» Data provided
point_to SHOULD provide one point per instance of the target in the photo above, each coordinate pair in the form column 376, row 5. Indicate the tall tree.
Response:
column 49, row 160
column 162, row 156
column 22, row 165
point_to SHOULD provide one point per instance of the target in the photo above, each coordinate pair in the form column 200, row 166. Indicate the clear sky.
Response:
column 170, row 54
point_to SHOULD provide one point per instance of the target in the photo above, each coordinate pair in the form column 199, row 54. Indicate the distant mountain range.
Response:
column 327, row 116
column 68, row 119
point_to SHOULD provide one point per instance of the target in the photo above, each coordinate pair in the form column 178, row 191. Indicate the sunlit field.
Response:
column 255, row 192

» Your goal
All of the material above must be transcribed exactly, with no line dropped.

» Completed exercise
point_to SHOULD provide one point per instance of the target in the photo above, each coordinate pair in the form column 376, row 5. Indicate the tall tree.
Response:
column 49, row 160
column 162, row 156
column 22, row 165
point_to SHOULD provide one point per instance of the target in the photo above, each coordinate pair in the form column 200, row 166. Indicate the clear sky.
Response:
column 170, row 54
point_to SHOULD provide one point per instance of the target in the photo above, each coordinate pair in the form column 199, row 54. Indicate the distant mountain range.
Response:
column 327, row 116
column 68, row 119
point_to SHOULD provide one point per instance of the target in the photo above, each coordinate pair in the form column 178, row 191. Indicate the sunlit field.
Response:
column 255, row 192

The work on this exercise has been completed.